§ Exercise details: Please restate each entry that appears below word for word, without its pictures.

§ Exercise material:
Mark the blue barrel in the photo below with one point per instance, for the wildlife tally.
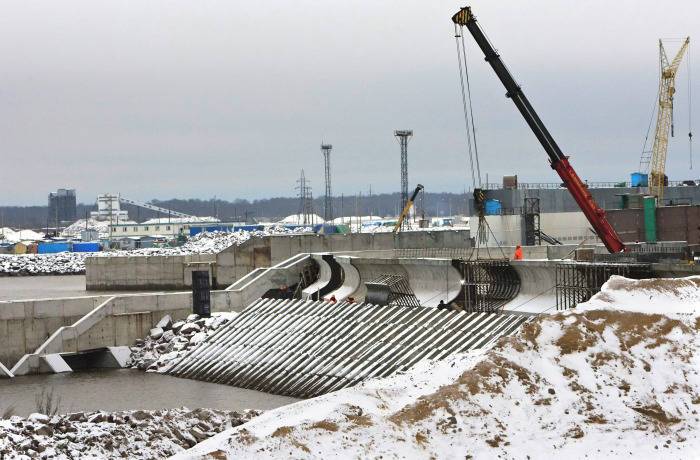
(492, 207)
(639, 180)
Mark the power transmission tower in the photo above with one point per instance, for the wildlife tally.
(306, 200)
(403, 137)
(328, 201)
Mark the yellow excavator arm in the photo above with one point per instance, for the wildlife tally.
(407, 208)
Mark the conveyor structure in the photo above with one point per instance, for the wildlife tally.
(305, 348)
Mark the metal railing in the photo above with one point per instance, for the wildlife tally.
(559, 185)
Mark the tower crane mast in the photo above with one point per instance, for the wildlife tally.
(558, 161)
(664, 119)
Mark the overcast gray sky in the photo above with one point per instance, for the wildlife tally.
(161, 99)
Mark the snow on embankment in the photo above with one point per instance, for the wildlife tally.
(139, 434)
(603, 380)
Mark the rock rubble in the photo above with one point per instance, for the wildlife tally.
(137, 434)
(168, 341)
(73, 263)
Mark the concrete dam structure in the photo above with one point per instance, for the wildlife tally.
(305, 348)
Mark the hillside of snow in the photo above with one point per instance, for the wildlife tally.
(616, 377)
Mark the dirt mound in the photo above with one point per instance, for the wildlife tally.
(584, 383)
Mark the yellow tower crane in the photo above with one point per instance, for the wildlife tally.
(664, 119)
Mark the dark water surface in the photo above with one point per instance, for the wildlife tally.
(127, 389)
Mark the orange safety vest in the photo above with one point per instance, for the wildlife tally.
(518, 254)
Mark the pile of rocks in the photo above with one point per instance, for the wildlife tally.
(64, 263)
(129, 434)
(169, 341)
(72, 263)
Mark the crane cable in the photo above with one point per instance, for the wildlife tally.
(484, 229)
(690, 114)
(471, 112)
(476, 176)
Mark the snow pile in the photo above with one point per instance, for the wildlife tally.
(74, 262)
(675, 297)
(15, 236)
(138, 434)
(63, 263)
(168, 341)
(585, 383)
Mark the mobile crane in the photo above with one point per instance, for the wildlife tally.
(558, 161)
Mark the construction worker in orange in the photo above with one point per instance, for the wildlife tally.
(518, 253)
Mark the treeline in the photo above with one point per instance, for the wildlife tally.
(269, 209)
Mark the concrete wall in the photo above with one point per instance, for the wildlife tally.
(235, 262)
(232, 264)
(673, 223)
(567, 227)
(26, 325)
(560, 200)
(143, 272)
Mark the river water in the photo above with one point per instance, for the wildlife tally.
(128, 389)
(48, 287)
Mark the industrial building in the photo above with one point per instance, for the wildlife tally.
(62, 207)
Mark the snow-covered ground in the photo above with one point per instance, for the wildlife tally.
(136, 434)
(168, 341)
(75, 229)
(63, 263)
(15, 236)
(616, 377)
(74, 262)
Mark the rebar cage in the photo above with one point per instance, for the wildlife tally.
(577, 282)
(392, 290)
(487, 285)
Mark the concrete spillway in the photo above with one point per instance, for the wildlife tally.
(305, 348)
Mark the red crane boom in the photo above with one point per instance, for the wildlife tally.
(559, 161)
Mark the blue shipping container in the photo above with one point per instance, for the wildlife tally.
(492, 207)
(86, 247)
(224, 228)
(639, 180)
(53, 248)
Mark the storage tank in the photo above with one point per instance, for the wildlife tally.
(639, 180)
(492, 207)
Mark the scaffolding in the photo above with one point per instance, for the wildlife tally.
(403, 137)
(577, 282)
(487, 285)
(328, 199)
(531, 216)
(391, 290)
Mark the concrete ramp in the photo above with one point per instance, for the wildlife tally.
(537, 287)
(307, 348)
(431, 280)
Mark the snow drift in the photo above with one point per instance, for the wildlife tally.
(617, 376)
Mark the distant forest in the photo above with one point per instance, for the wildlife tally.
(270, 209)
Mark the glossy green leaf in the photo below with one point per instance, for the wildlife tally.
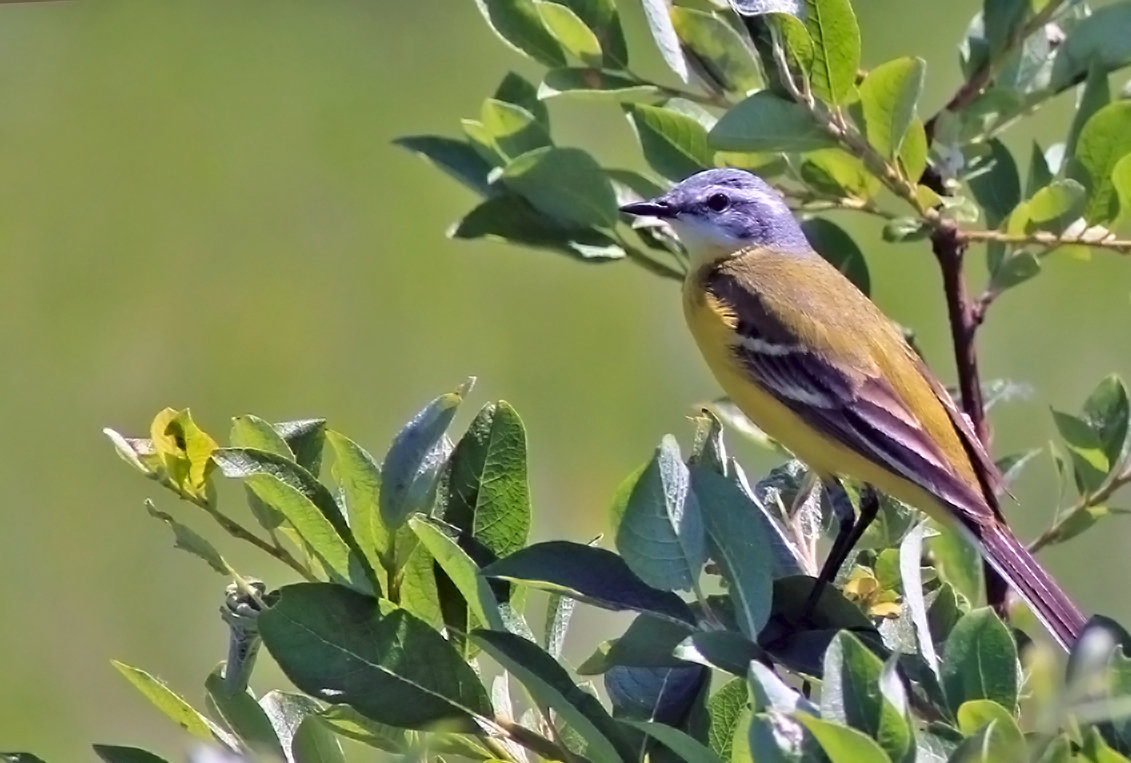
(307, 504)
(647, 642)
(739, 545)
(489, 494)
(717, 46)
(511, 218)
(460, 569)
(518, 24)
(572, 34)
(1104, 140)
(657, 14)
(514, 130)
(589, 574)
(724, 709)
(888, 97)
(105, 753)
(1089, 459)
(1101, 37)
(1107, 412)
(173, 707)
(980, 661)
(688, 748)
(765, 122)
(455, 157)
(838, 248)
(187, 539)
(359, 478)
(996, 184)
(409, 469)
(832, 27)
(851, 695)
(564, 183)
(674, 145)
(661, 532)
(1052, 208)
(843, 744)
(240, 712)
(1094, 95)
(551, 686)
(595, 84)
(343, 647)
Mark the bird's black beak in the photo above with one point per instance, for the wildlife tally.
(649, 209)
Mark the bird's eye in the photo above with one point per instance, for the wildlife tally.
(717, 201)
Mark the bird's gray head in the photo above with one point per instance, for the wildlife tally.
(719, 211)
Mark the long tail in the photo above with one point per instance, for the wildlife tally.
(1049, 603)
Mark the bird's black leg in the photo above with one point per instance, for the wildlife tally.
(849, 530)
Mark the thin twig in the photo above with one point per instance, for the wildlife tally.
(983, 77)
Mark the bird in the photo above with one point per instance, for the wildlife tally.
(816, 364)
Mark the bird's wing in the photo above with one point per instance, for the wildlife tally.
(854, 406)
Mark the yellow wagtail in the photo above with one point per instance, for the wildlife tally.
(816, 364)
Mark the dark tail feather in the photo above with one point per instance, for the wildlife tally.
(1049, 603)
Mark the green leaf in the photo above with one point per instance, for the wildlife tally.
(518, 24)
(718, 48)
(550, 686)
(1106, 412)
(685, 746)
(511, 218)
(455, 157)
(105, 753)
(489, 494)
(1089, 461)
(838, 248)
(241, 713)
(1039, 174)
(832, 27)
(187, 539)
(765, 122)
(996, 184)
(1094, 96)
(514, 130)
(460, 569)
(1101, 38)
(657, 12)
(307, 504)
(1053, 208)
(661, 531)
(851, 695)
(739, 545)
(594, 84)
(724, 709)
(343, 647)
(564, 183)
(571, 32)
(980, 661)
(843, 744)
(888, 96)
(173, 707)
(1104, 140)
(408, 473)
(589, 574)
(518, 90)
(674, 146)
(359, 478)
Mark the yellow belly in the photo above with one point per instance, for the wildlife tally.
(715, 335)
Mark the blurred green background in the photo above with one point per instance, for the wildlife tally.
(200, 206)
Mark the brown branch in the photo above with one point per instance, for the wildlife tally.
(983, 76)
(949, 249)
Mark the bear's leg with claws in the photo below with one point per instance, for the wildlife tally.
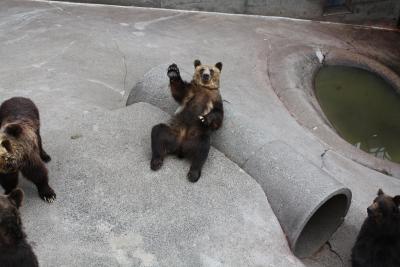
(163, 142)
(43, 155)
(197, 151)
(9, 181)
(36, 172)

§ Written answer:
Mark the blue barrel in the photo below with one point per instance, for the wildlife tally.
(492, 207)
(639, 180)
Mark the power transmission tower in the photo above with one point per instance, for the wildlife tally.
(306, 200)
(403, 137)
(328, 201)
Mark the yellow excavator arm in the photo above with one point per instance, for the wildlife tally.
(407, 208)
Mark the conveyor structure in the photo above with one point per instance, for the wildlife tally.
(305, 348)
Mark the metal railing in the photo above with one point per instance, for the wildlife tally.
(559, 185)
Mark the tower crane mast in the photo above with one point per instance, for the wildlife tally.
(558, 161)
(664, 119)
Mark the overcast gray sky in the photo above with one point per instance, for the wildlife tally.
(161, 99)
Mark the snow on embankment in the photo above with one point per instance, for the wildlife tally.
(139, 434)
(603, 380)
Mark the rock rubble in the photo above with one point per instance, for the wildlife tally.
(137, 434)
(168, 341)
(73, 263)
Mark the concrete dam structure in the photo above with one point per instance, for the wildlife tally.
(305, 348)
Mark the hillside of snow in the photo above with one point per instance, for the wildlife tally.
(616, 377)
Mark the dirt mound in the photo above with one point per instance, for the wildlife tally.
(584, 383)
Mark the yellow tower crane in the photo above with one point per instance, for the wildlife tally.
(664, 119)
Mark the dark water surface in the photo above with one point per instance, for the wildlife tally.
(127, 389)
Mark the orange safety vest in the photo above with one point per instance, for the wildlife tally.
(518, 254)
Mark the pile of rocks in the photo above with one point per instance, for the wildlife tally.
(64, 263)
(129, 434)
(169, 341)
(72, 263)
Mark the crane cable in the photo above with one point per instance, for the wildlife tally.
(484, 229)
(690, 114)
(471, 112)
(476, 176)
Mark the snow pile in the photo above with one point per instance, for the wildlife tally.
(74, 262)
(675, 297)
(15, 236)
(138, 434)
(63, 263)
(168, 341)
(585, 383)
Mark the mobile crane in the photo above with one point per instance, for the wildlife tally.
(558, 161)
Mark the construction worker in orange in the photo above with one point per instance, for the wildlife tally.
(518, 253)
Mark the treeline in the photo above with one point per instance, for the wildlife tally.
(269, 209)
Mark the concrete wall in the photo above with one point per instance, for the wildlife tally.
(235, 262)
(232, 264)
(673, 223)
(567, 227)
(26, 325)
(560, 200)
(143, 272)
Mark the river water in the photo above with one point per instance, for the wildlife tally.
(128, 389)
(48, 287)
Mark the industrial building in the photo above with one point per instance, for the wildlife tally.
(62, 207)
Mark the snow-covered ground in the photo above with one point per instance, for the wildlife tally.
(136, 434)
(168, 341)
(75, 229)
(63, 263)
(15, 236)
(616, 377)
(74, 262)
Mark the rebar cage in the photo above with one point per instance, for the wildlife tally.
(577, 282)
(392, 290)
(487, 285)
Mark the concrete spillway in the photo above with one point per instance, for the wildlife tally.
(305, 348)
Mark the red crane boom in the photo above with one point per instance, for the wildlife tally.
(559, 161)
Mark the blue shipping container in the photo above with one point per instance, for the wildlife tally.
(492, 207)
(86, 247)
(224, 228)
(639, 180)
(53, 248)
Mark the storage tank in the photo above with one point per instance, for the wildlife tally.
(639, 180)
(492, 207)
Mark the scaffolding in the photo above with one point per instance, for the wildlife tally.
(403, 137)
(577, 282)
(487, 285)
(328, 199)
(531, 216)
(391, 290)
Mark the concrete ramp in the photo above with one point per instance, for the wildlife tally.
(537, 287)
(307, 348)
(431, 280)
Mark the snow drift in the photo above with one point per instance, for the wildlife tally.
(617, 376)
Mark the distant forest in the photo above with one point per instance, for the wildlife tally.
(270, 209)
Mark the glossy green leaf in the photo below with one point per instance, for the wildlife tally.
(307, 504)
(647, 642)
(739, 545)
(489, 494)
(717, 46)
(511, 218)
(460, 569)
(518, 24)
(572, 34)
(1104, 140)
(657, 14)
(514, 130)
(589, 574)
(724, 709)
(888, 97)
(105, 753)
(1089, 459)
(1101, 37)
(1107, 412)
(173, 707)
(980, 661)
(688, 748)
(765, 122)
(455, 157)
(838, 248)
(187, 539)
(359, 478)
(996, 184)
(409, 469)
(832, 27)
(851, 695)
(564, 183)
(674, 145)
(661, 532)
(1052, 208)
(843, 744)
(240, 712)
(1094, 95)
(551, 686)
(595, 84)
(343, 647)
Mark the bird's black beak in the photo above with one point per instance, for the wildlife tally.
(649, 209)
Mark the bird's eye in the photo above with one point per instance, for the wildlife tally.
(717, 201)
Mark the bird's gray head in the photo above with one point per instance, for the wildlife tally.
(719, 211)
Mark the long tail in the photo above with one point per instance, for the wildlife tally.
(1049, 603)
Mark the bird's black leg in the photo above with one point per instance, for the wildlife tally.
(849, 530)
Mark the thin twig in the photo above with one point per instance, for the wildlife tally.
(983, 77)
Mark the bird in the photo above with one point per instance, for the wildlife tally.
(816, 364)
Mark the bird's wing in the photo above with one point per instance, for the wildlife tally.
(854, 406)
Mark the yellow wagtail in the photo above with one point per instance, for the wildlife tally.
(816, 364)
Mark the dark tail feather in the photo above with one point per instance, for the wildlife tally.
(1049, 603)
Mark the green leaf in the photo above with one point per instance, for the wildlife tally.
(518, 24)
(718, 48)
(550, 686)
(1106, 412)
(685, 746)
(511, 218)
(455, 157)
(105, 753)
(489, 494)
(1089, 461)
(838, 248)
(241, 713)
(1039, 174)
(832, 27)
(187, 539)
(765, 122)
(996, 184)
(1094, 96)
(514, 130)
(460, 569)
(1101, 38)
(657, 12)
(307, 504)
(1053, 208)
(661, 531)
(851, 695)
(739, 545)
(594, 84)
(724, 709)
(343, 647)
(564, 183)
(571, 32)
(980, 661)
(843, 744)
(888, 96)
(173, 707)
(1104, 140)
(408, 473)
(589, 574)
(518, 90)
(674, 146)
(359, 478)
Mark the yellow belly in the photo above with one point per instance, for the wildlife tally.
(715, 335)
Mark the blurred green background in the photo above with one point per instance, for the wildlife tally.
(200, 206)
Mark the brown branch in the photo above with one point per instance, for the wildlife tally.
(983, 76)
(949, 249)
Mark the bear's leg with claws in the photo below with one point per instance, for the wildlife tally.
(163, 142)
(43, 155)
(197, 151)
(9, 181)
(36, 172)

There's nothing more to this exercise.